(Stored entries)
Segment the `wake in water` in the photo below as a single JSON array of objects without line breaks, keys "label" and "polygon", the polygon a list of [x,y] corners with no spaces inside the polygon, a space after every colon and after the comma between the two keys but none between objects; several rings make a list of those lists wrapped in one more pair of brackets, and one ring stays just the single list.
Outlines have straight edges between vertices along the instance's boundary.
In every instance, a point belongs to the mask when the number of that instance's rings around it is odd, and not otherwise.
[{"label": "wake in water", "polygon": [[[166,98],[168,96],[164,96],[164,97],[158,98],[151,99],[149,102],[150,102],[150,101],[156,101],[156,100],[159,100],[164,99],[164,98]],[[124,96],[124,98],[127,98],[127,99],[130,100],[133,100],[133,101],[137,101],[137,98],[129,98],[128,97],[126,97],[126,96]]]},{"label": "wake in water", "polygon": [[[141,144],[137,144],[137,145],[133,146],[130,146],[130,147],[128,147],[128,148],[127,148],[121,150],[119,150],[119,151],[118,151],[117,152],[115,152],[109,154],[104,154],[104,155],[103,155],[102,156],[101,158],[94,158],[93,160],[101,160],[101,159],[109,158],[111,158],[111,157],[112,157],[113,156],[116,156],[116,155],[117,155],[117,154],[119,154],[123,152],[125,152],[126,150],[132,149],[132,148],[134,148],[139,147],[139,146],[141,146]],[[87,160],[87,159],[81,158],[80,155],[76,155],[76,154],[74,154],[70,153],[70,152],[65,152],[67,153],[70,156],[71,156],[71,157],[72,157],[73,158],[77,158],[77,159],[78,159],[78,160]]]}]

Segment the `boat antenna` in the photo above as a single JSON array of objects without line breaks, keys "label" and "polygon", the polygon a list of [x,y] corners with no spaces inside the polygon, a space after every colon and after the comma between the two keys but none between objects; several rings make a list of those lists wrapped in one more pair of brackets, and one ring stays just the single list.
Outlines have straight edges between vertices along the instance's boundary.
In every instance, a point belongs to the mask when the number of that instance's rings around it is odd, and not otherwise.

* [What to produce]: Give the records again with "single JSON array" swapped for "one JSON array" everywhere it occurs, leaving all else the same.

* [Response below]:
Segment the `wake in water` in the photo below as a one JSON array of objects without line breaks, keys "label" and "polygon", the polygon a list of [x,y] corners with no spaces inside the polygon, a space after every colon and after the comma between the two keys but none between objects; several rings make a list of those lists wrapped in one more pair of brackets, and one ring stays just the single list.
Outlines have straight edges between vertices along the instance's boundary.
In every instance, a point belongs to the mask when the number of that instance's rings around it is odd, and not otherwise.
[{"label": "wake in water", "polygon": [[[166,98],[168,96],[164,96],[164,97],[158,98],[151,99],[149,102],[150,102],[150,101],[156,101],[156,100],[159,100],[164,99],[164,98]],[[124,96],[124,98],[127,98],[127,99],[130,100],[133,100],[133,101],[137,101],[137,98],[129,98],[128,97],[126,97],[126,96]]]},{"label": "wake in water", "polygon": [[[141,144],[137,144],[137,145],[133,146],[130,146],[130,147],[128,147],[128,148],[127,148],[121,150],[119,150],[119,151],[118,151],[117,152],[115,152],[109,154],[104,154],[104,155],[103,155],[102,156],[101,158],[94,158],[93,160],[101,160],[101,159],[109,158],[111,158],[111,157],[112,157],[113,156],[116,156],[116,155],[117,155],[117,154],[119,154],[123,152],[125,152],[126,150],[132,149],[132,148],[134,148],[139,147],[139,146],[141,146]],[[87,160],[87,159],[81,158],[80,155],[76,155],[76,154],[74,154],[70,153],[70,152],[65,152],[67,153],[70,156],[71,156],[71,157],[72,157],[73,158],[77,158],[77,159],[78,159],[78,160]]]}]

Segment the `boat antenna` in the photo above as a one JSON array of objects without line breaks, keys "label" and "polygon", the polygon a list of [x,y] corners with no spaces inside the polygon, a space after every colon and after the comma between the two keys but none between objects; several rings make a list of those lists wrapped in one more pair of brackets, and one ring stays just the single list.
Outlines have straight edges between vertices along the instance's boundary.
In every instance, a point belongs to the mask when the number of that instance's rings around it is odd, and not otherwise.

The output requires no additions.